Dataset entries:
"""

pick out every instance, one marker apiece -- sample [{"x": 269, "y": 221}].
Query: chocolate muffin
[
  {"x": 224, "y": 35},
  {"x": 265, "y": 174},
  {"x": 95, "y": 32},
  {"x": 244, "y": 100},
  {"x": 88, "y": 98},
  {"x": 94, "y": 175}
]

"""

PROBLEM TO SOLVE –
Your response must contain all of the records, copied exactly.

EXPECTED OUTPUT –
pick out every instance, one marker apiece -- sample [{"x": 269, "y": 221}].
Query: chocolate muffin
[
  {"x": 224, "y": 35},
  {"x": 265, "y": 174},
  {"x": 95, "y": 32},
  {"x": 244, "y": 100},
  {"x": 88, "y": 98},
  {"x": 94, "y": 175}
]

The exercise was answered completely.